* [Task to carry out] Could you reproduce the entries below verbatim, from the first line through the line containing "[4,56,211,102]", inclusive?

* [Provided entries]
********************

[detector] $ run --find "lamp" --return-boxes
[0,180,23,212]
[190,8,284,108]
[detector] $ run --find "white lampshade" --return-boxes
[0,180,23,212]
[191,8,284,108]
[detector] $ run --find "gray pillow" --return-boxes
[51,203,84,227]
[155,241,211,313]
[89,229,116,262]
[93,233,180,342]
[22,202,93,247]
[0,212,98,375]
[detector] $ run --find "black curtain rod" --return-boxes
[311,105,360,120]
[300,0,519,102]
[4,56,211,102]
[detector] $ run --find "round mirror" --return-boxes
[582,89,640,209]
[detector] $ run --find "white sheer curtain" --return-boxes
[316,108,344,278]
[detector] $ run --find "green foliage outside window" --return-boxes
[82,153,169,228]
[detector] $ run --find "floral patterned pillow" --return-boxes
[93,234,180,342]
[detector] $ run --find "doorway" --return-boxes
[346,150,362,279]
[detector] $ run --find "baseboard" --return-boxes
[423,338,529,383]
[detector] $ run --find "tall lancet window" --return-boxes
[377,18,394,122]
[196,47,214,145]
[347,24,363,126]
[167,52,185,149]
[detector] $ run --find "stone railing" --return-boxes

********************

* [Problem solution]
[detector] $ run --find "lamp" --return-boxes
[0,180,23,212]
[190,8,284,108]
[detector] $ run --find "white lampshade" --return-boxes
[0,180,23,212]
[191,8,284,108]
[detector] $ run --find "gray pillow" --return-boxes
[51,203,84,227]
[155,241,211,313]
[89,229,116,262]
[93,233,180,342]
[22,202,93,247]
[0,212,98,375]
[detector] $ run --find "black curtain rod" --return-boxes
[311,105,360,120]
[300,0,519,102]
[4,56,211,102]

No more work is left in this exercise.